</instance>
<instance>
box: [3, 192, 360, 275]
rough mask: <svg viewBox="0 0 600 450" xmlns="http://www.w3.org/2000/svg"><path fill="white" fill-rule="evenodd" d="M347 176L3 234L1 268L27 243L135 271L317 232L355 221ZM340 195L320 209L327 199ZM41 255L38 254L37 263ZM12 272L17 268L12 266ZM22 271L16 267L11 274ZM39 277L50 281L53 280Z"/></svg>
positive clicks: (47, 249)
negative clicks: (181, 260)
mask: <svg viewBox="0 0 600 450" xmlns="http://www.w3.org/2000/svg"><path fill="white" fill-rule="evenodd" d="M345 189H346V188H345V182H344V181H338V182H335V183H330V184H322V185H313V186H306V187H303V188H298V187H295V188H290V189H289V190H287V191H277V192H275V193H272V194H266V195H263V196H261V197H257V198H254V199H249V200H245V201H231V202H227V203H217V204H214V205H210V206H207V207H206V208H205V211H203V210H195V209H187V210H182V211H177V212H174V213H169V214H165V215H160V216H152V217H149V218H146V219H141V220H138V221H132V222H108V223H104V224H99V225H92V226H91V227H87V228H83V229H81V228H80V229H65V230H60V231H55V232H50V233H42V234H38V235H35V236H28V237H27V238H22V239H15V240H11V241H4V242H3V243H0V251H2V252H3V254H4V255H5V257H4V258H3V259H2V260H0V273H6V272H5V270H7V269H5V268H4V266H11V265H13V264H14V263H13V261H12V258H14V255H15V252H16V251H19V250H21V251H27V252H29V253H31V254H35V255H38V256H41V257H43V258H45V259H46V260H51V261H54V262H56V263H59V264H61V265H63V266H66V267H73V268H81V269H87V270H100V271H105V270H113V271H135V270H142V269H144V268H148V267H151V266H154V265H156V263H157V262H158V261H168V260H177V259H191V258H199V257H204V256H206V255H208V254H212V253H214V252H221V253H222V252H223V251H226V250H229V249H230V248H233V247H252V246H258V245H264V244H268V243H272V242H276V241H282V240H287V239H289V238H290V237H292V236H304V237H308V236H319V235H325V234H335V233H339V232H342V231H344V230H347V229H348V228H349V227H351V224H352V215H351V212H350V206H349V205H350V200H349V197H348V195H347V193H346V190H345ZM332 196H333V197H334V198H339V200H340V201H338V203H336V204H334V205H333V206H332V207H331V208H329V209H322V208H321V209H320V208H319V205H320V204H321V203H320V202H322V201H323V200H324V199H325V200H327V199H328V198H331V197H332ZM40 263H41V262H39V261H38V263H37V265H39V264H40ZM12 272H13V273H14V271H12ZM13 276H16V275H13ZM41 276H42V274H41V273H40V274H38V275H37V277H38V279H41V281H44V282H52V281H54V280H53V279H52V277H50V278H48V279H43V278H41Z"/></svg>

####

__JOB__: Rewrite all of the material above, replacing "positive clicks" with "foreground clicks" and leaving everything else unchanged.

__WORKED SOLUTION__:
</instance>
<instance>
box: [3, 192, 360, 275]
rough mask: <svg viewBox="0 0 600 450" xmlns="http://www.w3.org/2000/svg"><path fill="white" fill-rule="evenodd" d="M347 176L3 234L1 268L27 243L135 271L317 232L355 221ZM340 195L320 209L327 199ZM41 255L38 254L37 263ZM12 272L17 268L12 266ZM22 271L16 267L11 274ZM39 277L50 281L53 280Z"/></svg>
foreground clicks: (47, 249)
negative clicks: (181, 260)
mask: <svg viewBox="0 0 600 450" xmlns="http://www.w3.org/2000/svg"><path fill="white" fill-rule="evenodd" d="M345 189H346V188H345V182H344V181H338V182H335V183H330V184H322V185H313V186H306V187H303V188H298V187H295V188H290V189H289V190H287V191H277V192H275V193H272V194H266V195H263V196H261V197H257V198H254V199H249V200H245V201H231V202H227V203H217V204H214V205H210V206H207V207H206V208H205V211H203V210H195V209H187V210H182V211H177V212H174V213H169V214H165V215H160V216H152V217H149V218H146V219H141V220H138V221H132V222H108V223H104V224H99V225H92V226H91V227H87V228H83V229H81V228H80V229H65V230H60V231H55V232H50V233H42V234H38V235H35V236H28V237H27V238H22V239H15V240H11V241H4V242H3V243H0V251H2V252H3V254H4V255H5V257H4V258H3V259H2V260H0V273H6V272H5V270H7V269H5V268H4V266H11V265H13V264H14V263H13V261H12V258H14V255H15V252H16V251H19V250H21V251H27V252H29V253H31V254H35V255H38V256H41V257H43V258H45V259H46V260H51V261H54V262H56V263H59V264H61V265H63V266H66V267H73V268H81V269H87V270H100V271H105V270H113V271H135V270H142V269H144V268H148V267H151V266H154V265H156V263H157V262H158V261H168V260H177V259H191V258H199V257H204V256H206V255H208V254H212V253H214V252H221V253H222V252H223V251H226V250H229V249H230V248H233V247H252V246H258V245H264V244H268V243H272V242H276V241H282V240H287V239H289V238H290V237H292V236H304V237H308V236H319V235H325V234H335V233H339V232H342V231H344V230H347V229H348V228H349V227H351V224H352V215H351V212H350V206H349V205H350V200H349V197H348V195H347V193H346V190H345ZM332 196H333V197H334V198H339V200H340V201H338V203H336V204H334V205H333V206H332V207H331V208H329V209H322V208H321V209H320V208H319V205H320V204H321V203H320V202H322V201H323V200H324V199H325V200H327V199H328V198H331V197H332ZM40 263H41V262H39V261H38V263H37V265H39V264H40ZM12 272H13V273H14V271H12ZM13 276H16V275H13ZM41 276H42V274H41V273H40V274H38V275H37V277H38V279H41V281H44V282H52V281H54V280H53V279H52V277H50V278H48V279H43V278H41Z"/></svg>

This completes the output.